* 抜粋テキスト *
──────────

どの企業に勤めている人に聞いても、“厳しい”の一言が口
から出てきます。

 従って、失業や景気に関すること以外のこと(在日外国人への参政権付与法案、
教育の日教組流への改定などなど)は2~3年先に延ばすくらいの覚悟がないと、
この厳しい経済状況を克服できないと思われます。

 たしかに、ムダを省くことは日常から大切なことですが、完璧を求めることは、いわ
ゆる“百年河清を待つ”(黄河の例え…中国の諺)ことになりますし、まさしく、“浜の
真砂は尽きぬとも、世に盗人の種は尽きまじ”(石川五右衛門辞世の句)と同じと
見るべきでしょう。

 そうであるならば、わが国の借金はますます膨大化し、財源は限られている以上
は、国全体の底上げを図ること、すなわち、『経済成長』以外に道はないのではない
でしょうか。こんなことは、民間企業人であれば誰でも分かっていることです。

 企業においては、業績が悪化してくると、次の手を打ちます。
   ① 経費節減
   ② 組織・人事の効率的改変
   ③ 事業の集中と選択
   ④ 新製品の開発

 このうち、①の「経費節減」については、2~3年間徹底してやれば、それなりの
成果がでますが、それが限度であることは、民間企業人ならば誰でも認識している
ことです。(もちろん、このテーマは日常的、永遠のテーマであることに変わりはあり
ません)

 国の経済も同じことですが、「官」のやることは、どうしても非効率的ですから、ムダ
は極力省くにしても、根本的な解決にはならず、国全体としては、どうしても経済成長
路線を歩まねばならないことは、自明の理だと言っても言いすぎではないでしょう。

 それにもかかわらず、郵政民営化の否定などという非効率な社会主義的組織論
が息を吹き返しているのは、面妖という他はなく、これでは、国民経済の活性化は
遠いように思われてなりません。

──────────

* 次の課題 *
[1] 抜粋テキストの「国の経済も同じことですが」で始まる段落を、主な内容を保ったまま、より短く書き直しなさい。
[2] 記録のうち「[locate] girl in」を含む行から記録の最後の行までを、指示の行も含めて書き直しなさい。その際、答えの座標の数値をすべて92ずつ増やし、画像は省きなさい。

──────────

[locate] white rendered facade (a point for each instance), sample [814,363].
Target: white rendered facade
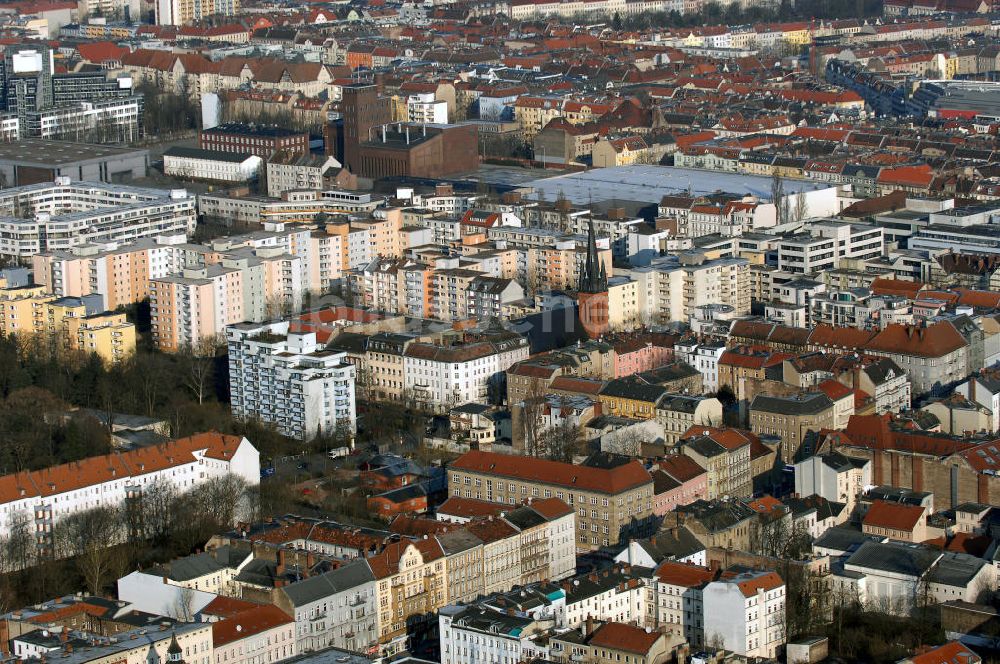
[208,166]
[746,614]
[443,376]
[66,214]
[39,499]
[290,380]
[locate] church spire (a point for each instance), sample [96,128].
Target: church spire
[593,277]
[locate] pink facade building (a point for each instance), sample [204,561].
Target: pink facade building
[677,480]
[635,355]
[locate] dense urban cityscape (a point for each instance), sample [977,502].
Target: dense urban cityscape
[499,331]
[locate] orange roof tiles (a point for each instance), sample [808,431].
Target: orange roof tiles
[612,481]
[935,340]
[884,286]
[763,582]
[683,574]
[119,465]
[386,563]
[834,389]
[227,607]
[619,636]
[894,516]
[954,652]
[249,623]
[551,508]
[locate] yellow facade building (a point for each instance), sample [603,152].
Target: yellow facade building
[72,320]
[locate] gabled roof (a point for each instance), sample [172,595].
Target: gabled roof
[619,636]
[249,624]
[894,516]
[611,480]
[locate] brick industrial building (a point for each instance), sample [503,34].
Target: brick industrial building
[261,141]
[955,469]
[368,145]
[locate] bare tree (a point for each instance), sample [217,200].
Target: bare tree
[20,548]
[224,498]
[529,424]
[780,199]
[92,537]
[183,609]
[199,361]
[562,441]
[627,442]
[801,208]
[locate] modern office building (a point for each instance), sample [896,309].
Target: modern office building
[39,103]
[59,215]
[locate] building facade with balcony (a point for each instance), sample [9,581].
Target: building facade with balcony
[290,380]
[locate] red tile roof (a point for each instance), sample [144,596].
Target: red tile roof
[96,470]
[883,286]
[612,481]
[470,507]
[834,389]
[763,582]
[954,652]
[681,467]
[619,636]
[227,607]
[683,574]
[894,516]
[386,563]
[249,623]
[935,340]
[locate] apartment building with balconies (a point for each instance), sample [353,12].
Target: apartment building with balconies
[290,380]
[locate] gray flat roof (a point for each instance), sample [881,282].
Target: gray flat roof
[41,152]
[651,183]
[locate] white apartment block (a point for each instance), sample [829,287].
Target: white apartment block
[678,598]
[443,376]
[337,608]
[610,594]
[705,358]
[289,380]
[473,634]
[197,304]
[36,500]
[115,120]
[292,172]
[826,243]
[669,291]
[67,214]
[746,613]
[294,206]
[424,108]
[211,165]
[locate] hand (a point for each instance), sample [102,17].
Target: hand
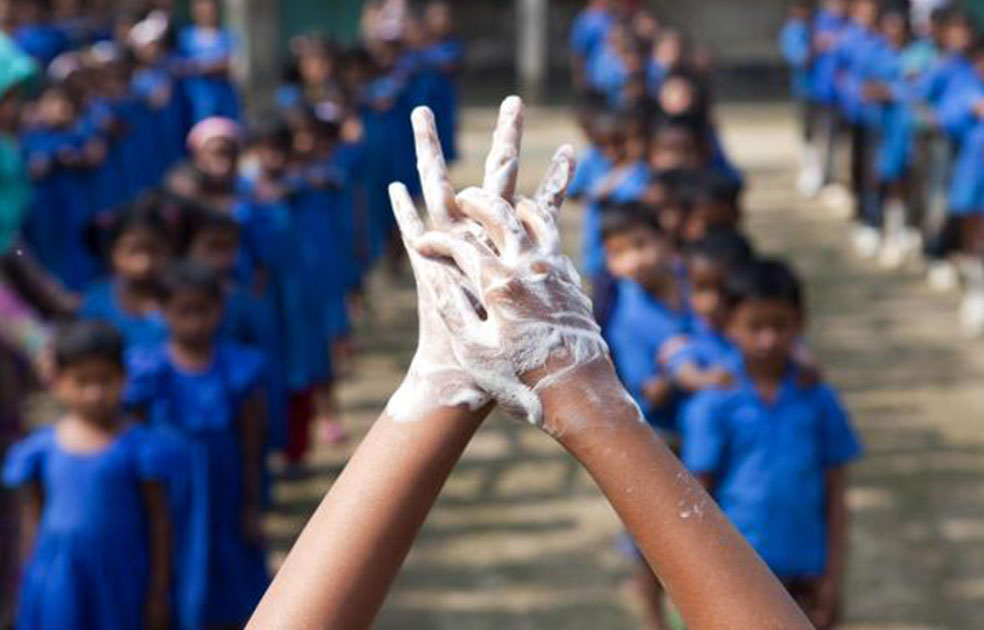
[826,609]
[511,304]
[438,374]
[157,612]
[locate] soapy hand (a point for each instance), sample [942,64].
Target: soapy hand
[510,303]
[438,375]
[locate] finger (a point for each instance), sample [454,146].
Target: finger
[540,225]
[411,226]
[502,164]
[499,219]
[469,258]
[434,181]
[553,189]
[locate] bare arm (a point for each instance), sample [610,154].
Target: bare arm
[159,538]
[340,569]
[32,502]
[680,530]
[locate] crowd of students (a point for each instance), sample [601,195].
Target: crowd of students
[184,284]
[903,85]
[707,335]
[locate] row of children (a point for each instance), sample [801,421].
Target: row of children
[706,335]
[907,88]
[215,295]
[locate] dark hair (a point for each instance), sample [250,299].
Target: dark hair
[89,339]
[723,246]
[186,275]
[619,218]
[767,279]
[152,212]
[197,218]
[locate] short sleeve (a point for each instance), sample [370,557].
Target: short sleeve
[143,377]
[24,462]
[704,432]
[246,369]
[158,454]
[840,444]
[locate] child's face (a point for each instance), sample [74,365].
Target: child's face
[865,12]
[272,158]
[139,255]
[56,109]
[217,248]
[193,317]
[91,388]
[766,331]
[639,254]
[205,13]
[959,36]
[218,159]
[316,67]
[706,279]
[674,149]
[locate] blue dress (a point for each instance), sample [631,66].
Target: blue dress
[220,576]
[443,59]
[102,303]
[208,95]
[630,183]
[89,568]
[62,207]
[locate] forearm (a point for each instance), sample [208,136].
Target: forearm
[712,575]
[339,570]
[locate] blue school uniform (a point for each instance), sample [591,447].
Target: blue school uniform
[822,73]
[101,302]
[168,128]
[589,32]
[854,50]
[90,564]
[377,103]
[444,58]
[44,42]
[631,184]
[208,95]
[61,209]
[769,460]
[220,576]
[591,166]
[794,42]
[636,328]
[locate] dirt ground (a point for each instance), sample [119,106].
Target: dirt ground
[522,539]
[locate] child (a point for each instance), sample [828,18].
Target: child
[58,155]
[774,454]
[648,308]
[445,55]
[98,528]
[624,182]
[207,50]
[209,392]
[137,246]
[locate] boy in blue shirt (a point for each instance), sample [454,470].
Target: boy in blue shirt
[772,453]
[648,308]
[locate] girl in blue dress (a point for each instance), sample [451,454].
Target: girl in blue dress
[94,501]
[206,50]
[59,155]
[138,247]
[445,56]
[210,393]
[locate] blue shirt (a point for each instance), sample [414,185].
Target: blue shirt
[636,329]
[769,462]
[794,43]
[102,303]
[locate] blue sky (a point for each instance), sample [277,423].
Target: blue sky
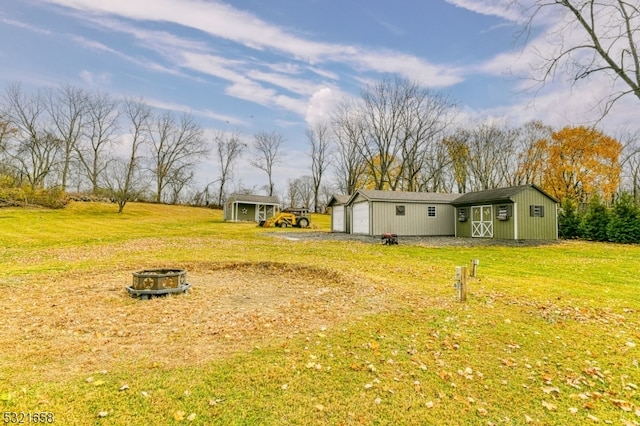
[255,65]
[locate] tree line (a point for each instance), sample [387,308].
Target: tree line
[397,135]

──────────

* 解答例 *
[1] 国の経済も同様である。「官」の仕事はどうしても非効率なので、ムダを極力省いても根本的な解決にはならない。国全体としては経済成長路線を歩まねばならず、それは自明の理と言える。

[2]
[locate] girl in blue dress (a point for each instance), sample [451,454].
Target: girl in blue dress
[186,593]
[298,142]
[151,247]
[230,339]
[537,148]
[302,485]
[locate] blue shirt (a point for each instance), sample [414,185].
Target: blue shirt
[728,421]
[861,554]
[886,135]
[194,395]
[locate] blue sky (a point for each instance), sample [277,423].
Target: blue sky
[347,157]
[locate] tree line (a point for each instance), sample [387,308].
Target: tree line
[489,227]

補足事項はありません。